# Smoking with a pellet tube



## Jchoyos (Jan 1, 2021)

Hi all, I'm NEW to all this smoking things so please bare with me, I got myself a weber 22 in master touch for christmas and with that a pellet tube smoker... Bought some oklahoma joes hickory and apple pellets ( it was the cheapest here in my country, Colombia) so I have the following issues as I don't know what I'm doing wrong, excuse me if it is a little long...
At first I just had the hickory pellets, I filled the tube and followed directions... It created a HUGE cloud of white dense smoke when I had some salt (experimenting) on the weber, the smell was awful, like if something was burning, like sour or acrid, it wasn't good smelling at, thought it was just that hickory was a little more intense so I bought the apple pellets, just did a small experiment again and it does smell a little less than the other but it still smells like something is off, I don't know how to explain the smell, BUT it smells almost the same as the other... I was expecting to smell a little different as they are both different woods, can someone tell me what am i doing wrong? Why those huge clouds of white dense smoke as I know ot should be rather thin, and that smell.. I just want to be able to smoke things in my new grill and enjoy as I see everyone does.. thanks a lot and sorry for the long post


----------



## SmokinEdge (Jan 1, 2021)

Lack of air flow would be my guess. Just for fun place the tube outside on a rack if possible and see how it burns there.
I have problems with my tube in my pellet cooker sometimes. So I place the tube on the edge of the grate near the opening because this is just off the edge of my diffuser plate where the air from the fan can get to the tube directly. This clears the smoke by giving the tube a good supply of air.


----------



## chopsaw (Jan 1, 2021)

Using a kettle smoking meat you won't need the pellet tube if you can get wood chunks , or even chips . If you want to cold smoke you will need the tube .


----------



## cmayna (Jan 1, 2021)

Where is the tube located?  On the grill opposite the charcoal?  I would fill the tube half way, turn it horizontally and shake it left to right so that the tube is only half filled when laying flat.   Maybe even less than half.

But as suggested above,  I also have a weber 22 grill and use big wood chunks on the charcoal.


----------



## whistlepig (Jan 1, 2021)

Or maybe the pellets could be contaminated by moisture.


----------



## WV_Crusader (Jan 1, 2021)

※

» What is being asked
Copy the pellet tube thread word for word, from "Using a kettle" to "on the charcoal.".

» Supplied material
※

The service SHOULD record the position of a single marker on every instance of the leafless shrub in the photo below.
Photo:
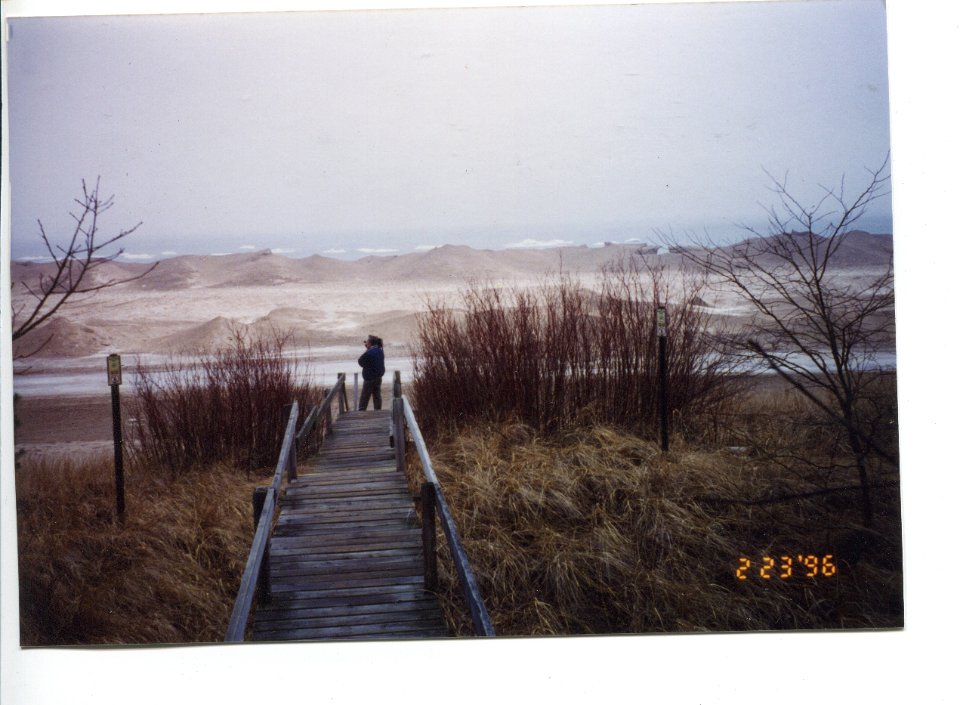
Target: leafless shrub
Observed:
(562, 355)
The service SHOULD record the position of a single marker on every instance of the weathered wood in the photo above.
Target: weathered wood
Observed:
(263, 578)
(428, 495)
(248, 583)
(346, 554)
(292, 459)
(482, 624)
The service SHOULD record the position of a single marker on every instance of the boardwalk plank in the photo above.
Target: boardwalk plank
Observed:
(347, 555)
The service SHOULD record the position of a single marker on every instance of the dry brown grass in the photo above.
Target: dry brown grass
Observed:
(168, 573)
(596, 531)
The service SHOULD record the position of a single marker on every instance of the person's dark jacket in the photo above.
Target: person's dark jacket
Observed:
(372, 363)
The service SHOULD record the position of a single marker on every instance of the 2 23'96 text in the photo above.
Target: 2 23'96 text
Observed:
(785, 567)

※

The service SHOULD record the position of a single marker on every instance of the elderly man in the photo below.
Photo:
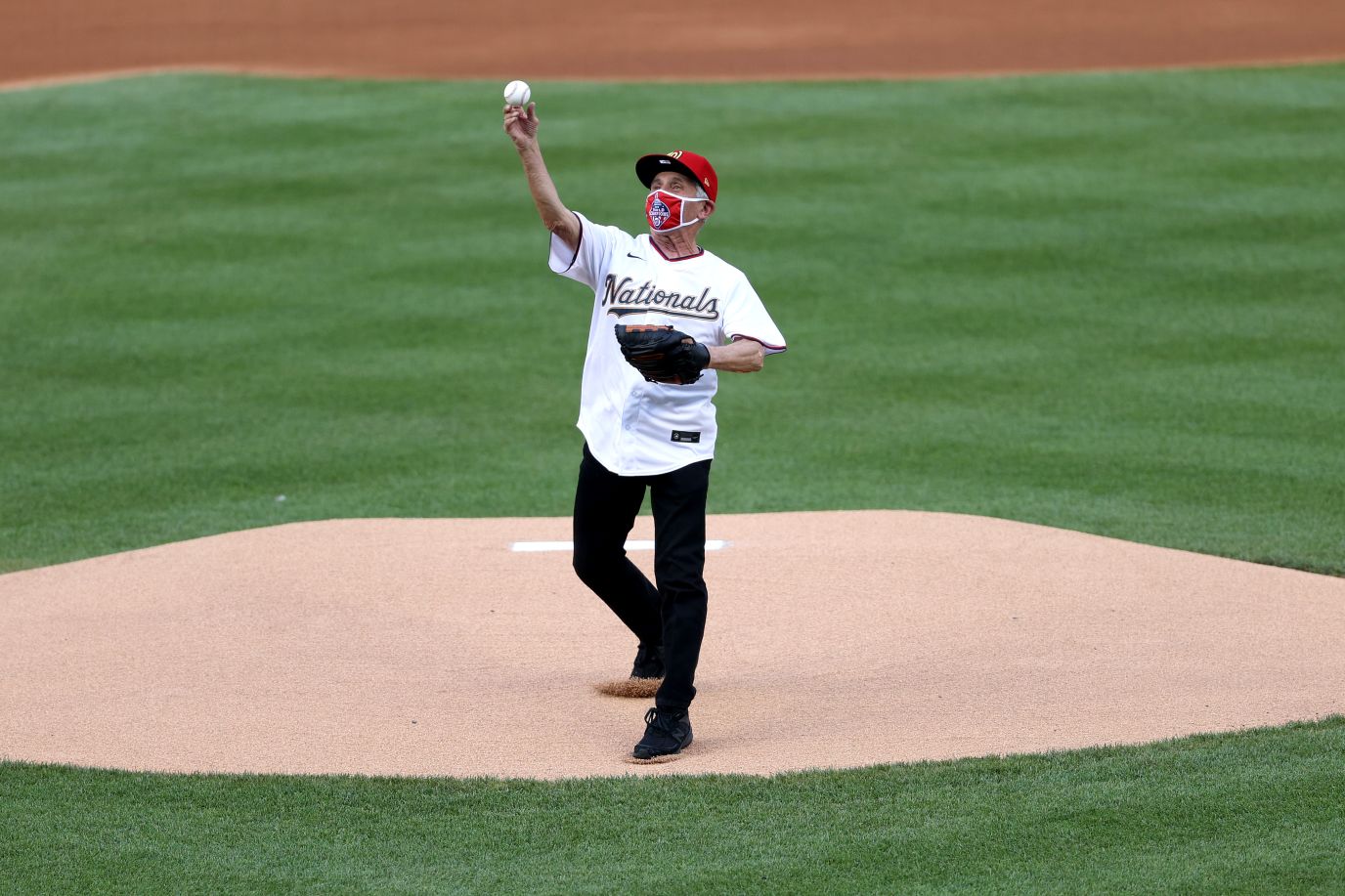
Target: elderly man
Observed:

※

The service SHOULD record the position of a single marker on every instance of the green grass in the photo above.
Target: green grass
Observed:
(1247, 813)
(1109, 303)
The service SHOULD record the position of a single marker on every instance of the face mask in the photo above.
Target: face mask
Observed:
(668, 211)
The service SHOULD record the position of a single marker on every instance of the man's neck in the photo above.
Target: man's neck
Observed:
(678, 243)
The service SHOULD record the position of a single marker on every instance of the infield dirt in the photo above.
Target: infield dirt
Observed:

※

» Complete answer
Using a kettle smoking meat you won't need the pellet tube if you can get wood chunks , or even chips . If you want to cold smoke you will need the tube .


----------



## cmayna (Jan 1, 2021)

Where is the tube located?  On the grill opposite the charcoal?  I would fill the tube half way, turn it horizontally and shake it left to right so that the tube is only half filled when laying flat.   Maybe even less than half.

But as suggested above,  I also have a weber 22 grill and use big wood chunks on the charcoal.